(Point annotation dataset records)
..............................
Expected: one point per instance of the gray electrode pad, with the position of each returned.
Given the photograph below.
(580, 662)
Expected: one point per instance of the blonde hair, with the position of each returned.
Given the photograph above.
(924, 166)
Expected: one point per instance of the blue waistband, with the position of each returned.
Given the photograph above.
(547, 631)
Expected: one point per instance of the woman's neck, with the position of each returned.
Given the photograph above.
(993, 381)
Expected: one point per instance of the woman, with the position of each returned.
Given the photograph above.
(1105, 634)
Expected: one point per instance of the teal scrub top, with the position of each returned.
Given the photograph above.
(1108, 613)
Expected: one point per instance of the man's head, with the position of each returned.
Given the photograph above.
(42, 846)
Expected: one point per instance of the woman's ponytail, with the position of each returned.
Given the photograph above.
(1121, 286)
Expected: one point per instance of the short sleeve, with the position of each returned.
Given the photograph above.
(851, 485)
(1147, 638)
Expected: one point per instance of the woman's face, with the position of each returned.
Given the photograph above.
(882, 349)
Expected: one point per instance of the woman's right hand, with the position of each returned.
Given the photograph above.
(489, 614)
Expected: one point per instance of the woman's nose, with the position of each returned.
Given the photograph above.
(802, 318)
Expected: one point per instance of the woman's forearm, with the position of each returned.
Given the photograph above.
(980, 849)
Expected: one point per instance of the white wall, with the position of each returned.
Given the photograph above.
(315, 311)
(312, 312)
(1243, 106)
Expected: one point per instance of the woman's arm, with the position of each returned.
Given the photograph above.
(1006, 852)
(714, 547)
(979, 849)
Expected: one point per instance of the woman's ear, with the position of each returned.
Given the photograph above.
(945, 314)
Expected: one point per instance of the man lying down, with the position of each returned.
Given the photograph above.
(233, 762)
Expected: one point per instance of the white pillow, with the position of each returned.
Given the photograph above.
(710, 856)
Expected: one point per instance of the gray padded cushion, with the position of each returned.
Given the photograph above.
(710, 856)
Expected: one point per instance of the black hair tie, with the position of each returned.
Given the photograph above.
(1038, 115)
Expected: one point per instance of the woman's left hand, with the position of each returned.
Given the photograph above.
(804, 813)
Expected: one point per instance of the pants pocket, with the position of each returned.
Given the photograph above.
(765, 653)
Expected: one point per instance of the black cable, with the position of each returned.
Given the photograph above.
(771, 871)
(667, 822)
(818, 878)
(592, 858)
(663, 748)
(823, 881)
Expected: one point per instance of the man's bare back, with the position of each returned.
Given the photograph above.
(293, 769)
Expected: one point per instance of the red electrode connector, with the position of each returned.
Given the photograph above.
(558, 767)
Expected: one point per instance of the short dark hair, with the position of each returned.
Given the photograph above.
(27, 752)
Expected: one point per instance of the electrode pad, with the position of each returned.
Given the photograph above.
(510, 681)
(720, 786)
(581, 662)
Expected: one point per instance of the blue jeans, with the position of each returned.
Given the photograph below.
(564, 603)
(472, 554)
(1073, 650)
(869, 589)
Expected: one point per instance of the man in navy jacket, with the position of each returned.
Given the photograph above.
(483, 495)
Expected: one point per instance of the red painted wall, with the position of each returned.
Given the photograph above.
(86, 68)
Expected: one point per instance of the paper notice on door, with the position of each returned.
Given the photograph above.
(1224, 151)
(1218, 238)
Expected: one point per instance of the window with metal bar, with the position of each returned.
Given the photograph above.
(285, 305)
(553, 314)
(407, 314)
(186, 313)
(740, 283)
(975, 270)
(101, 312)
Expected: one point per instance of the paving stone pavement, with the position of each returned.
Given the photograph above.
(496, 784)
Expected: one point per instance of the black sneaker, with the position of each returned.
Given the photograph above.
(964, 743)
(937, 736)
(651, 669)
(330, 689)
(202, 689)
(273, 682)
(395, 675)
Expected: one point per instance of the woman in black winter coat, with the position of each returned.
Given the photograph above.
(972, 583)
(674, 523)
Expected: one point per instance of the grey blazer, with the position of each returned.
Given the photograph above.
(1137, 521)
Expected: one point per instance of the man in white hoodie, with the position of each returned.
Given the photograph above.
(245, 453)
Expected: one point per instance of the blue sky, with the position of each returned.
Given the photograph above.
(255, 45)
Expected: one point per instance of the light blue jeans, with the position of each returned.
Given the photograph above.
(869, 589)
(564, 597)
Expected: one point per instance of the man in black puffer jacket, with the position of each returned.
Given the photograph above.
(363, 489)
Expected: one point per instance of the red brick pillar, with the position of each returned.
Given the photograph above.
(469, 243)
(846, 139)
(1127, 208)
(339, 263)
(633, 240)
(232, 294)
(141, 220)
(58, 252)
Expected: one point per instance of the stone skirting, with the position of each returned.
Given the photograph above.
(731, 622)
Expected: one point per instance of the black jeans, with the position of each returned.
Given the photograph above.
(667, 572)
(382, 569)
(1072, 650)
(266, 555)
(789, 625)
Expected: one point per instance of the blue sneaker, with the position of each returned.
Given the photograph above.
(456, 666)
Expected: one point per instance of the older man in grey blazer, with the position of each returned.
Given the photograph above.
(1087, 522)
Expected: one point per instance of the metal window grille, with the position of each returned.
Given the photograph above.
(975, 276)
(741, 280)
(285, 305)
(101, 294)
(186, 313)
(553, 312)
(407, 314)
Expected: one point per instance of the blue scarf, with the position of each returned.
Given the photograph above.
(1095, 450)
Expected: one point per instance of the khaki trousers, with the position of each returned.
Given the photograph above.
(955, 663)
..............................
STATED GOAL
Please copy out the items above, swapping every occurrence of "one point per instance" for "a single point for each instance" and leaving everything else unchanged.

RESULT
Expected: a single point for each instance of the gray electrode pad, with the position of each returned.
Given the photograph below.
(580, 662)
Expected: a single point for each instance of the blonde hair, with the position of each returned.
Given the photograph above.
(924, 166)
Expected: a single point for each instance of the blue waistband, with the position of each returned.
Given the photograph above.
(547, 631)
Expected: a single point for each instance of the woman's neck, with the position of each returned.
Given the photograph above.
(993, 381)
Expected: a single point for each instance of the woman, with the position of each returned.
Given the photograph above.
(1105, 634)
Expected: a single point for each instance of the teal scrub top, with the position of each returned.
Given the photograph above.
(1108, 613)
Expected: a single point for each instance of the man's head, with the position of each returned.
Given the photograph above.
(42, 846)
Expected: a single point for each instance of the woman's ponytail, with the position of each returned.
Given the photograph above.
(1121, 286)
Expected: a single point for each instance of the short sleeve, with the position of each returned.
Given the photograph above.
(851, 485)
(1147, 638)
Expected: a single point for each instance of the woman's face, with the position of each returned.
Given the photograph above.
(882, 349)
Expected: a single point for each instance of the woman's right hand, with the position of each returned.
Given the photograph above.
(489, 614)
Expected: a single point for each instance of the woman's nose, with the position of each returned.
Given the photograph above.
(802, 318)
Expected: a single point for each instance of the woman's forearm, with the position of each returned.
Given the photograph above.
(980, 849)
Expected: a single point for each instance of the white wall, with the position of each returned.
Given the photograph above.
(315, 311)
(312, 312)
(1243, 106)
Expected: a single point for each instance of the woman's arm, with the position of each returned.
Given the photograph above.
(1006, 852)
(714, 547)
(979, 849)
Expected: a single point for each instance of the woman's ear, with the position of each returned.
Given the photograph above.
(945, 314)
Expected: a single point for each instance of the man lying down, with the position of each returned.
Given the photograph above.
(233, 762)
Expected: a single point for each instance of the white pillow, with the position of each returned.
Given the photograph above.
(710, 856)
Expected: a single point for each instance of the gray padded cushion, with the position of each returned.
Given the photograph above.
(710, 856)
Expected: a single point for each instance of the black hair tie, with the position of each returned.
Given the photograph above.
(1038, 115)
Expected: a single point for each instance of the woman's left hand, with the position of each returned.
Given the photograph above.
(804, 813)
Expected: a single point for each instance of the pants pocket, with the position of each returned.
Given the photograph above.
(765, 653)
Expected: a single point for each instance of the black cable, with the position of each returned.
Given the photograph above.
(771, 871)
(667, 822)
(818, 878)
(592, 858)
(663, 748)
(823, 881)
Expected: a single point for each instance of the man's bare back, with the position of each returned.
Given the photograph above.
(293, 769)
Expected: a single point for each instance of the red electrode connector, with the position of each returned.
Given the photograph above.
(558, 767)
Expected: a single point for each instance of the short dark hair, with the position of each returned.
Given the photograph above.
(27, 752)
Expected: a single point for each instance of the electrode pad, with the position of each returned.
Given the photograph above.
(510, 681)
(720, 786)
(581, 662)
Expected: a single point for each instance of the blue jeans, with the position of each returned.
Given the photograph below.
(564, 603)
(472, 554)
(1073, 650)
(869, 589)
Expected: a single point for each instance of the man in navy jacket, with the position of each returned.
Given the photograph above.
(483, 495)
Expected: a single point for each instance of the red painted wall, with the position of each returned.
Given the photograph above.
(86, 68)
Expected: a single point for each instance of the paper notice on door, with the position of each returned.
Given the photograph above.
(1224, 151)
(1218, 238)
Expected: a single point for each instance of the window with metal bar, with the position of each returned.
Given the photograph above.
(285, 305)
(553, 314)
(407, 314)
(186, 313)
(740, 283)
(975, 270)
(101, 312)
Expected: a single point for each instance of the paving stone pavement, with the position of each returned.
Given the photograph above.
(496, 784)
Expected: a single point for each instance of the black sneaker, with the position of each returned.
Given the photograph above.
(964, 743)
(937, 736)
(651, 669)
(330, 689)
(202, 689)
(273, 682)
(395, 675)
Expected: a single point for each instance of the woman in black winter coat, with the position of each returned.
Given the photograph above.
(972, 583)
(674, 523)
Expected: a single point for each instance of the grey blazer, with the position of each returned.
Given the photograph above.
(1137, 521)
Expected: a single point for each instance of the man in white hoodie, with the position of each returned.
Given the photograph above.
(245, 453)
Expected: a single point for each instance of the blue sky, with the position of each returned.
Given the photograph above.
(255, 45)
Expected: a single point for each instance of the light blue jeans, with the position of each returned.
Given the photograph above.
(869, 589)
(564, 597)
Expected: a single point for each instance of the man in black puffer jacket, with the position of each returned.
Given the photograph above.
(363, 489)
Expected: a single point for each instance of the red brick pillar, with the position of each returned.
Given the photograph above.
(469, 243)
(846, 139)
(1127, 208)
(339, 263)
(633, 240)
(232, 294)
(141, 220)
(58, 252)
Expected: a single point for each instance of the stone skirting, with the position of each returned.
Given the photograph above.
(731, 622)
Expected: a single point for each instance of the black jeans, with the position of each returned.
Given the photograph above.
(667, 572)
(382, 569)
(1072, 650)
(266, 555)
(789, 625)
Expected: a single point for each instance of the blue sneaker, with the position of each returned.
Given the photograph above.
(456, 666)
Expected: a single point for each instance of the older man in grey blazer, with the position of each returned.
Given the photograph above.
(1087, 522)
Expected: a single point for each instance of the metal window grille, with the position of each returned.
Given the photograph above.
(975, 276)
(741, 280)
(285, 305)
(101, 294)
(186, 313)
(553, 312)
(407, 314)
Expected: a single point for each instance of the blue scarf, with the position of each returned.
Given the photograph above.
(1095, 450)
Expected: a single point for each instance of the khaki trousers, with the position of each returned.
Given the photograph above.
(955, 663)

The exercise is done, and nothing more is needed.